■ **Document text**
-- BEGIN --

Training sets 405 provide one or more images to learning unit 410,
where the one or more images acquired by learning unit 410 can be
training images used to train a learning module 414 to recognize
components of an object in the one or more training images. Each
training image can include the object within the image, where the
object can have a different appearance in a number of different
images of the input training images. Training sets can be created
that include images having an object in which the object has a full
appearance, a partial appearance, orientation variations, and
appearance variations in the training set.
In addition, training images can be augmented with images of
objects with partial appearance created from training images of
objects with full appearance. These partial appearance images can
be created using a number of techniques, including, but not limited
to, techniques to crop/split the images, to scale/rotate the
images, to add occlusion by extending background regions, and to
generate synthetic images based on one or more computer-aided
design (CAD) models. Instead of discarding the transforms used in
image augmenting, the transforms can be used as pose information in
training, where the pose information can be derived from the
transforms in performing the techniques to create images with
partial appearance. In addition to partial appearance, pose
information may also be generated based on deformation descriptors
from object template matching the object with a template associated
with the object.

-- END --

■ **Material supplied**
-- BEGIN --

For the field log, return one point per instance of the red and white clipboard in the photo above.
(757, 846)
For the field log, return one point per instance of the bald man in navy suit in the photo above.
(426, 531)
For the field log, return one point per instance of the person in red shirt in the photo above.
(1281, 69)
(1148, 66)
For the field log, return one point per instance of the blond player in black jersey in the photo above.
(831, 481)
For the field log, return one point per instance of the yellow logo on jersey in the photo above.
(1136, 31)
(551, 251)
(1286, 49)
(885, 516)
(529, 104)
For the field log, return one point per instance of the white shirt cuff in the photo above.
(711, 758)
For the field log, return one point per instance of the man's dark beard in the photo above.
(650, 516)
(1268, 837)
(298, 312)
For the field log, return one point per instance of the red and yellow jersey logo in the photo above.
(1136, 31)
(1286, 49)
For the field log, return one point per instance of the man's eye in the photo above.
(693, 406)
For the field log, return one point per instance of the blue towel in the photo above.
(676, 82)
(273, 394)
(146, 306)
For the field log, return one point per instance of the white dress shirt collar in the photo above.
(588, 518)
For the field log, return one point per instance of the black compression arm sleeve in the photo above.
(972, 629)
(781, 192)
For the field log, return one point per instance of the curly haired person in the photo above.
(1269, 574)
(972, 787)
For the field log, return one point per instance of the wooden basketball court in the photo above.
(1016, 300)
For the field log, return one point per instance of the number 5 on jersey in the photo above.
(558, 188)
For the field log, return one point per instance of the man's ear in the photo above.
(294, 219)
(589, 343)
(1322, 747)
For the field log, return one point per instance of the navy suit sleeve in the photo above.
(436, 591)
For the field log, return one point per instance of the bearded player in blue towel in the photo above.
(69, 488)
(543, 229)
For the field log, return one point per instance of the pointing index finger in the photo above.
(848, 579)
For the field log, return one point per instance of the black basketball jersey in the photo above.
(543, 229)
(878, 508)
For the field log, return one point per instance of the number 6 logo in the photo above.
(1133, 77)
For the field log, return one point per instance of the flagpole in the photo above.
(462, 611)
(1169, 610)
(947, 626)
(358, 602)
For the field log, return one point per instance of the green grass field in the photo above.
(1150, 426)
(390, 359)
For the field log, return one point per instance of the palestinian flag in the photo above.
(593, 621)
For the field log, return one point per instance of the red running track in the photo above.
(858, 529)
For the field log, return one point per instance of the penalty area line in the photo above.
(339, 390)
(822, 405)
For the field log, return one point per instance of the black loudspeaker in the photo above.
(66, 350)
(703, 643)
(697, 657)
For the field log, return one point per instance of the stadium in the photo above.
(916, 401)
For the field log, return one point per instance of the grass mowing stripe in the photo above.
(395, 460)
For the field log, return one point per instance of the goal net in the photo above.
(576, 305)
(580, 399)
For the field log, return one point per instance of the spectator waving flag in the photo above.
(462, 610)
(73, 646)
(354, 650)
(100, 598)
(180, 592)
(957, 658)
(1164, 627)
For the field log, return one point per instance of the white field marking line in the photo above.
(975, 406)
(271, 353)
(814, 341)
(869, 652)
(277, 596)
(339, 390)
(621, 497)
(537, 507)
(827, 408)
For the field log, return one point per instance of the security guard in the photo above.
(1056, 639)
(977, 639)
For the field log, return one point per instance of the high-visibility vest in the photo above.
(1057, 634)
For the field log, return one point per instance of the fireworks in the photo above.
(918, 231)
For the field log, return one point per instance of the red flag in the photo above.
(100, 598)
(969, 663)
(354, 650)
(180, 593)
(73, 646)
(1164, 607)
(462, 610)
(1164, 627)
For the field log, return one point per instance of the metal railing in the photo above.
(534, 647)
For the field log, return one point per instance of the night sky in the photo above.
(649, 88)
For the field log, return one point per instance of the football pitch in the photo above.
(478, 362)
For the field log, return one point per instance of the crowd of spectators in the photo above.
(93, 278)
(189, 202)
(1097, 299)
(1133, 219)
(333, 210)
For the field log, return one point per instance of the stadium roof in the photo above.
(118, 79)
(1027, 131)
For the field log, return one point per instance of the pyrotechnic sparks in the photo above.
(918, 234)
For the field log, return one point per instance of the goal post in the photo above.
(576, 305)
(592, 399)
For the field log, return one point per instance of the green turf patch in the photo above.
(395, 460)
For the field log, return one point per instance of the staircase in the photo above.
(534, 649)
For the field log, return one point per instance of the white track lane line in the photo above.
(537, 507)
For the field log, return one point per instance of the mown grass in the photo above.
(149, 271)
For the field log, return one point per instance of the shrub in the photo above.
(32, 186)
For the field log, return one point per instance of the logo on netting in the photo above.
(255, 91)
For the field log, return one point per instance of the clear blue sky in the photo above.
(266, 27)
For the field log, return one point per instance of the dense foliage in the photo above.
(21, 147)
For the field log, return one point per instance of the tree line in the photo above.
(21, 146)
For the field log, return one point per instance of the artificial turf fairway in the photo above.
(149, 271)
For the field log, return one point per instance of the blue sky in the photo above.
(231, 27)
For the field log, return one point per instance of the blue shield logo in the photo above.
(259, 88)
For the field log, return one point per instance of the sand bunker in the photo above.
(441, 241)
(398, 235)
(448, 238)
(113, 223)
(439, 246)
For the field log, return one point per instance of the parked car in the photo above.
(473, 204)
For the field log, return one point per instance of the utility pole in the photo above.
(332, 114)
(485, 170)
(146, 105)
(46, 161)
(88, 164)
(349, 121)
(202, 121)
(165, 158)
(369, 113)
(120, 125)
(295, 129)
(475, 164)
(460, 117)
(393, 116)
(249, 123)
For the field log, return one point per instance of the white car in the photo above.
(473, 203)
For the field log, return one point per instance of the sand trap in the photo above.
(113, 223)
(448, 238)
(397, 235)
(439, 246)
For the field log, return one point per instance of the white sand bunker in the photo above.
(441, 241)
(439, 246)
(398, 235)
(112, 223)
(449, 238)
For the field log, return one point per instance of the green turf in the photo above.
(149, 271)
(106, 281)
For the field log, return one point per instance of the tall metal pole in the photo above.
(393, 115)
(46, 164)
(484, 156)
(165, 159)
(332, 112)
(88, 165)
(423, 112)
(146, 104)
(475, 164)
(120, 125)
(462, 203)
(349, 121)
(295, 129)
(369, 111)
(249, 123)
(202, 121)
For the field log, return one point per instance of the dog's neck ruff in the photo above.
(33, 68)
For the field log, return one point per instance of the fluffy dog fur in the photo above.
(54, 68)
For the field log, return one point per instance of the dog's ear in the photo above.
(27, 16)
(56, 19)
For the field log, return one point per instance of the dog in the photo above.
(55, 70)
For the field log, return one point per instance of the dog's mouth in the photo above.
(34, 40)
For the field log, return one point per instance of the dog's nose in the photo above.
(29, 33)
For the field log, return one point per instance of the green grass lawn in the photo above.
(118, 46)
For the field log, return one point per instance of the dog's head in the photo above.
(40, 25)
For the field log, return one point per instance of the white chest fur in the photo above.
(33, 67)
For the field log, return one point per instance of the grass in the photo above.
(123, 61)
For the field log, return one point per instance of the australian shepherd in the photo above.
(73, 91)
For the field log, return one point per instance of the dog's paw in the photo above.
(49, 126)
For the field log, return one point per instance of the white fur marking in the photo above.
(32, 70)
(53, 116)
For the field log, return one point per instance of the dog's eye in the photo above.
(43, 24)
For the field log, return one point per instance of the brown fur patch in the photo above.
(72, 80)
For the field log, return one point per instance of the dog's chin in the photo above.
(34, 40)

-- END --

■ **Your tasks**
**1.** Copy out the records again word for word, starting at the line that contains "dog fur in the photo above." and ending with the last line of the records, with both of those lines included.
**2.** Continue the text on training images and pose information from the point where it ends.

■ **Set of answers**
**1.**
For the field log, return one point per instance of the fluffy dog fur in the photo above.
(54, 68)
For the field log, return one point per instance of the dog's ear in the photo above.
(27, 16)
(56, 19)
For the field log, return one point per instance of the dog in the photo above.
(55, 70)
For the field log, return one point per instance of the dog's mouth in the photo above.
(34, 40)
For the field log, return one point per instance of the dog's nose in the photo above.
(29, 33)
For the field log, return one point per instance of the green grass lawn in the photo above.
(118, 46)
For the field log, return one point per instance of the dog's head in the photo above.
(40, 25)
For the field log, return one point per instance of the white chest fur in the photo above.
(33, 67)
For the field log, return one point per instance of the grass in the photo above.
(123, 61)
For the field log, return one point per instance of the australian shepherd in the photo above.
(73, 91)
For the field log, return one point per instance of the dog's paw in the photo above.
(49, 126)
For the field log, return one point per instance of the white fur marking in the photo above.
(32, 70)
(53, 116)
For the field log, return one point per instance of the dog's eye in the photo above.
(43, 24)
For the field log, return one point per instance of the brown fur patch in the photo above.
(72, 80)
For the field log, return one point per instance of the dog's chin in the photo above.
(34, 40)

**2.**
Learning unit 410 can operate on one or more images acquired from
training sets 405. The operation of the learning unit 410 can
include decomposition 412 of an object in one or more images.
Decomposition 412 can include decomposing, for each image, the
object into components and generating label data for each image.
The images and associated label data can be input into learning
module 414 to train learning module 414 to recognize the components
of the object. Learning module 414 can be a scalable
component-based learning module. Learning module 414 may be
realized by a neural network or artificial intelligence
machine.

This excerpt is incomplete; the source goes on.